◆ **Extracted records**:
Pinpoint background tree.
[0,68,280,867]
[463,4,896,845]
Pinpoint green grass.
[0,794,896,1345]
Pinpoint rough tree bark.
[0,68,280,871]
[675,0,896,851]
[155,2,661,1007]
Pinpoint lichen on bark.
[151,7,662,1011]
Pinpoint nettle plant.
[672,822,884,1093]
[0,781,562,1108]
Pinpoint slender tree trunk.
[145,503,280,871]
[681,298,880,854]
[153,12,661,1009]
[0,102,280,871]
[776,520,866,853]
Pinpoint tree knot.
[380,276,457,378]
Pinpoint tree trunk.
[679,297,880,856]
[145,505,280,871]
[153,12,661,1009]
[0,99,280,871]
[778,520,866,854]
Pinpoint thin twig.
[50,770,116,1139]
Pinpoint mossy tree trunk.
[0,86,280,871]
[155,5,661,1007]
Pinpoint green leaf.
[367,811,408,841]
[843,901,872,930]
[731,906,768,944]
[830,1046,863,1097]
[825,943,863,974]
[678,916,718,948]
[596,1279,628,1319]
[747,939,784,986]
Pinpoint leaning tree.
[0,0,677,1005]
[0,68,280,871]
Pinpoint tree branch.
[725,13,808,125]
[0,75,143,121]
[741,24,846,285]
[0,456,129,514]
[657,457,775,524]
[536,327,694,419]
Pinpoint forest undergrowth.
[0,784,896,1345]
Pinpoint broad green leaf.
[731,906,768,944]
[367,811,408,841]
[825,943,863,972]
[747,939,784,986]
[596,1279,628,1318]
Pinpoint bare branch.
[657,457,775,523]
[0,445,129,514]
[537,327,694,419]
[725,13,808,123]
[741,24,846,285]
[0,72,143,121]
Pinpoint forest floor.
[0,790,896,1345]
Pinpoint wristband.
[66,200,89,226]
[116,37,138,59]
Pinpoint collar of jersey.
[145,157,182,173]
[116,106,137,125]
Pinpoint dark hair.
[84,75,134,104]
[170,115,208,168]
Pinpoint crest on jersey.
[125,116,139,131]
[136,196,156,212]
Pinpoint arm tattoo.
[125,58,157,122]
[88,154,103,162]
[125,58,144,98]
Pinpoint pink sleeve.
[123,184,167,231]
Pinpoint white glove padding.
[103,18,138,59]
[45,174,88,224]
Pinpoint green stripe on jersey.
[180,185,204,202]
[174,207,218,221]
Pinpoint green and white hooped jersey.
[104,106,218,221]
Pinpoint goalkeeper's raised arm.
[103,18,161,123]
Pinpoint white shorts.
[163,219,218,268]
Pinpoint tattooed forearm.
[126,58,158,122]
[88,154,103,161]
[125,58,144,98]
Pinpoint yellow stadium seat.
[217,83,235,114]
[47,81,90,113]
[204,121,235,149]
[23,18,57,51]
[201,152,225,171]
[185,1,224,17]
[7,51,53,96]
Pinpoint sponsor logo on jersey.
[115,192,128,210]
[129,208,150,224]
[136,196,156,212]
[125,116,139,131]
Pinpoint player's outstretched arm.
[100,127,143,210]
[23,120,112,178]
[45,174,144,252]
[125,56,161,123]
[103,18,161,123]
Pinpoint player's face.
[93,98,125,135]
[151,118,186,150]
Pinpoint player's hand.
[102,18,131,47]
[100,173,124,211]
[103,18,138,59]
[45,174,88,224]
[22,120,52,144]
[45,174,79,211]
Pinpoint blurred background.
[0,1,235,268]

◆ **Instructions for the task**: Copy all of the records above line by line, with no changes.

◆ **Reply**:
Pinpoint background tree.
[0,68,280,867]
[463,4,896,845]
Pinpoint green grass.
[0,794,896,1345]
Pinpoint rough tree bark.
[0,68,280,871]
[675,0,896,851]
[155,2,661,1007]
Pinpoint lichen on bark.
[151,7,662,1011]
Pinpoint nettle plant.
[672,822,884,1093]
[0,781,562,1108]
Pinpoint slender tree trunk.
[145,503,280,871]
[681,298,880,854]
[153,12,661,1009]
[0,102,280,871]
[776,520,866,853]
Pinpoint tree knot.
[380,276,457,378]
Pinpoint tree trunk.
[679,297,880,856]
[145,505,280,871]
[153,12,661,1009]
[0,99,280,871]
[778,520,866,854]
Pinpoint thin twig.
[50,770,116,1139]
Pinpoint mossy tree trunk.
[0,86,280,871]
[155,5,661,1007]
Pinpoint green leaf.
[367,811,408,841]
[843,901,872,930]
[731,906,768,944]
[830,1046,863,1097]
[825,943,863,974]
[678,916,718,948]
[596,1279,628,1319]
[747,939,784,986]
Pinpoint leaning tree.
[0,0,677,1005]
[0,68,280,871]
Pinpoint tree branch.
[725,13,808,125]
[0,75,143,121]
[741,24,846,285]
[0,456,129,514]
[657,457,775,524]
[536,327,694,419]
Pinpoint forest undergrowth.
[0,784,896,1345]
Pinpoint broad green leaf.
[731,906,768,944]
[367,811,408,841]
[825,943,863,972]
[747,939,784,986]
[596,1279,628,1318]
Pinpoint bare branch.
[657,457,775,523]
[0,445,129,514]
[537,327,694,419]
[725,13,808,123]
[741,24,846,285]
[0,72,143,121]
Pinpoint forest floor.
[0,790,896,1345]
Pinpoint wristband.
[66,200,89,226]
[116,37,138,59]
Pinpoint collar of jersey.
[145,157,182,173]
[116,106,137,125]
Pinpoint dark hair.
[84,75,134,104]
[170,115,208,168]
Pinpoint crest on jersey.
[125,116,139,131]
[136,196,156,212]
Pinpoint arm tattoo.
[125,58,157,122]
[88,154,103,162]
[125,58,144,98]
Pinpoint pink sleeve.
[123,184,167,231]
Pinpoint white glove padding.
[103,18,138,59]
[45,174,88,224]
Pinpoint green stripe on jersey.
[180,185,204,202]
[174,207,218,221]
Pinpoint green and white hooped jersey.
[104,106,218,221]
Pinpoint goalkeeper's raised arm.
[103,18,161,123]
Pinpoint white shorts.
[163,219,218,268]
Pinpoint tattooed forearm.
[126,58,158,122]
[88,154,103,161]
[125,58,144,98]
Pinpoint yellow stadium seat.
[217,83,235,114]
[47,81,90,113]
[204,121,235,149]
[23,18,57,51]
[201,152,225,171]
[185,1,224,17]
[7,51,53,96]
Pinpoint sponsor logo on jersey.
[115,192,128,210]
[129,208,150,224]
[136,196,156,212]
[125,116,139,131]
Pinpoint player's outstretched arm.
[100,127,143,210]
[23,120,112,178]
[45,174,144,252]
[125,56,161,123]
[103,18,161,123]
Pinpoint player's face.
[93,98,125,135]
[151,118,186,150]
Pinpoint player's hand.
[102,18,131,47]
[100,173,124,211]
[103,18,138,59]
[45,174,88,224]
[22,120,52,144]
[45,174,79,211]
Pinpoint blurred background.
[0,1,235,268]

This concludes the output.